Please rewrite all of the records below, changing "kitten's" to "cat's" wherever it occurs and leaving everything else as it is.

- _DATASET EXTRACT_
● ● ● ●

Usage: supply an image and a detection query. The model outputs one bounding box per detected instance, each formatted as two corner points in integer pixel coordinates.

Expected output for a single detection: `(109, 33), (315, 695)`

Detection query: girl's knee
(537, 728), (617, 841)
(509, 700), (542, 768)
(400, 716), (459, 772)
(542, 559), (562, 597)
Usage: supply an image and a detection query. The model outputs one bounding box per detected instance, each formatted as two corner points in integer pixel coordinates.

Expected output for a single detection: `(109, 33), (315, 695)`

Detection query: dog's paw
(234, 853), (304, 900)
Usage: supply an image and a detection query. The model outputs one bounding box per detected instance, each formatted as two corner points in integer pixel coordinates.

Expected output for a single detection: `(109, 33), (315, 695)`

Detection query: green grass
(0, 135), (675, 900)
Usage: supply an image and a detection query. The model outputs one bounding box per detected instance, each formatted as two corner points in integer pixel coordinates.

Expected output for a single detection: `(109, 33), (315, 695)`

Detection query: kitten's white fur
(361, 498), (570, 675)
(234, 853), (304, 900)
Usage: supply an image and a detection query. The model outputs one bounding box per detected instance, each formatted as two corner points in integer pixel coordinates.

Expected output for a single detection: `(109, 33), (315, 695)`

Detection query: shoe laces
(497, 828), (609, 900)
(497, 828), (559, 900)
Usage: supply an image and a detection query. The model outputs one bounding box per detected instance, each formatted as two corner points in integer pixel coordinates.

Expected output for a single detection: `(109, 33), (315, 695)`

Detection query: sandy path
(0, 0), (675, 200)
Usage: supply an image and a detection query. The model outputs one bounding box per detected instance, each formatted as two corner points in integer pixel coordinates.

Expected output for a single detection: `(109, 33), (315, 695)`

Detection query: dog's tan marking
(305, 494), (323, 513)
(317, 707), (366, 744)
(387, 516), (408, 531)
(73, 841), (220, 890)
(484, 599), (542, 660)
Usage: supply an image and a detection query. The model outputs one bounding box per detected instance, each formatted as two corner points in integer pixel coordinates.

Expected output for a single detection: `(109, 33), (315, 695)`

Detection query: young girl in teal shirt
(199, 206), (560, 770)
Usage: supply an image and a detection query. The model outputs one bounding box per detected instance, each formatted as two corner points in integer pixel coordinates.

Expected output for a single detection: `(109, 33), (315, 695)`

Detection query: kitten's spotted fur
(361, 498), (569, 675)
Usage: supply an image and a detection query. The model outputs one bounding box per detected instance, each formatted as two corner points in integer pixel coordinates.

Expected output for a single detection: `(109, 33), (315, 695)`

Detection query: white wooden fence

● ● ● ●

- _SOLVED PROBLEM_
Usage: supply an image and a detection query. The model outputs one bounding box per detected instance, each formatted as two corner points in integer pixel coordinates.

Expected output for a single detection: `(109, 33), (315, 695)`

Detection query: girl's knee
(537, 728), (617, 841)
(509, 700), (542, 768)
(400, 716), (459, 772)
(542, 559), (562, 597)
Usage: supply an image and a detection query. The model outputs one bounding box per detected instance, each formatted as two corner points in integer pixel coordinates.

Expected output for a single detection: `(109, 33), (315, 695)`

Detection query: dog's paw
(234, 853), (304, 900)
Usage: supply an image and a detection query. The model outputs one bounding box per detected instance, each formatted as two corner points in integer pixel coordinates.

Expected output for a single detection: `(109, 33), (315, 695)`

Detection query: green grass
(0, 135), (675, 900)
Usage: supply an image and a detection query. The model outputs one bounding box per detected instance, each formatted as two corner points in integer pixel coordinates.

Expected output for a single detection: `(109, 33), (315, 695)`

Detection query: cat's white fur
(361, 498), (570, 675)
(234, 853), (304, 900)
Usage: supply an image and a detection query. The model outputs one bounding box per detected instance, each formatted as two corner points in integer pixel coordinates.

Expected output for a single detection: `(109, 33), (315, 695)`

Detection query: shoe laces
(497, 828), (609, 900)
(497, 828), (559, 900)
Usage: supply an image and a detection query. The model outputs one bounding box per detected instance, each formatted as two corner points in integer pixel coordinates.

Expected output for a single detection: `(109, 33), (315, 695)`

Detection query: sandy path
(0, 0), (675, 200)
Usage: supply an image and a detection query. The model outputs one bounding box per detected instance, each formatted as two corner points in integer pixel coordinates.

Expected output for a single detection: `(109, 33), (315, 695)`

Detection query: dog's tan marking
(305, 494), (323, 513)
(317, 707), (366, 744)
(387, 516), (408, 531)
(73, 841), (220, 890)
(484, 599), (542, 660)
Usage: supply an image and a detection query. The model outputs one bounding box per detected instance, each formatted as two corner points in integer pixel coordinates.

Expected output for a single detection: `(109, 33), (315, 695)`

Detection query: young girl in teal shirt
(199, 206), (560, 770)
Usage: supply an image and a detection query. The model outputs one bounding box per detected instance, each formatted as two corner points in integer pixel coordinates.

Expected output for a single detection: `(109, 33), (315, 695)`

Detection query: cat's spotted fur
(361, 498), (569, 675)
Usage: supply an image and a detection query. The model outputs one bounding box per detected instance, each formatted as two corner points in integer pixel coordinates.

Expected output for a single detection: `(109, 33), (315, 695)`

Detection query: white wooden fence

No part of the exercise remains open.